Task prompt
Word-for-word transcription needed. Include every entry below but no pictures.

BEGIN Data extract

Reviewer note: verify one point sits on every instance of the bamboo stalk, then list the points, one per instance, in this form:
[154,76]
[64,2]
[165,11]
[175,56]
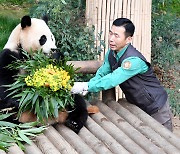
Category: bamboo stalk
[87,12]
[103,24]
[107,24]
[99,22]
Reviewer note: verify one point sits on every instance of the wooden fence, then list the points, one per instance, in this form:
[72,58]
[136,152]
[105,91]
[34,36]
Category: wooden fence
[101,14]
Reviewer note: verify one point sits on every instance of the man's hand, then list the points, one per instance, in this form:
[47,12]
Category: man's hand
[80,88]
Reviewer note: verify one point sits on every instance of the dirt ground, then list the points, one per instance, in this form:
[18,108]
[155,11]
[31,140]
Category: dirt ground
[176,126]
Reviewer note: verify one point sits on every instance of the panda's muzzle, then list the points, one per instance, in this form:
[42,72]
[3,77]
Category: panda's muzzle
[57,54]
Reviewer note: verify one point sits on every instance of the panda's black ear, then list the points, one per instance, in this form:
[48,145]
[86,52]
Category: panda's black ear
[25,21]
[45,18]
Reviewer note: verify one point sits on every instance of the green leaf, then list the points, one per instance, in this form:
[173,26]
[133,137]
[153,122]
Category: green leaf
[4,116]
[13,92]
[6,138]
[24,137]
[7,124]
[28,125]
[34,99]
[34,130]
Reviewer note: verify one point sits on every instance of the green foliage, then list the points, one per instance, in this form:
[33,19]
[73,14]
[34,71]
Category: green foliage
[15,2]
[165,45]
[39,98]
[68,24]
[19,134]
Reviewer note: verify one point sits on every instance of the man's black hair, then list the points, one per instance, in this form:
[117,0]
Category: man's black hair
[127,24]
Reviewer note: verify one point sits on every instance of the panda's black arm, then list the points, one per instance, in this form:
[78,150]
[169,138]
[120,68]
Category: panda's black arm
[7,57]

END Data extract

Response below
Reviewer note: verify one point sits on every instance of the bamboo stalk, then list the points, one per instance, in this form:
[154,76]
[64,2]
[165,11]
[175,56]
Category: bamboo stalk
[87,12]
[103,24]
[107,24]
[99,22]
Reviewer note: verify one point sits on every instance of the wooden fence, then list the points, one per instance, in this form:
[72,58]
[136,152]
[105,91]
[34,36]
Category: wooden fence
[101,14]
Reviewer note: verify one point sits on every instance of the man's hand, then list the points, one per instance, in this form:
[47,12]
Category: man's hand
[80,88]
Reviewer note: verify one point sits on every instance of the dirt ground, then list the points, one per instance, in this form:
[18,108]
[155,11]
[31,140]
Category: dirt ground
[176,126]
Reviewer note: verify one point sits on every instance of the panda's muzzle, then list the points, one per instance, in this form:
[42,72]
[3,77]
Category: panda's muzzle
[57,54]
Reviewer note: verify one point sits on every instance of the panda's black ear, then list the points, one per instance, in this form:
[48,145]
[86,52]
Category: panda's black ear
[25,21]
[45,18]
Reviewer note: verify one point sits on every instance of the green leaf, then list the points, one per instance, in this form:
[173,26]
[133,137]
[153,122]
Category: green leaf
[4,116]
[13,92]
[6,138]
[24,137]
[7,124]
[28,125]
[34,99]
[34,130]
Reviewer note: verify one point sits on every instance of the green foliage, then list the points, one per instance, in this form:
[33,19]
[73,14]
[34,71]
Category: green foliage
[15,2]
[165,45]
[39,98]
[68,24]
[19,134]
Reviewer note: verify one point sits on every instance of the man's black hair, then list the points, one per instance, in this form:
[117,0]
Category: man's black hair
[127,24]
Reviewer note: verify one point sits on every instance of the panda's black arm, then list the points, one per instance, in this form:
[78,150]
[169,138]
[120,68]
Category: panda's black arm
[7,57]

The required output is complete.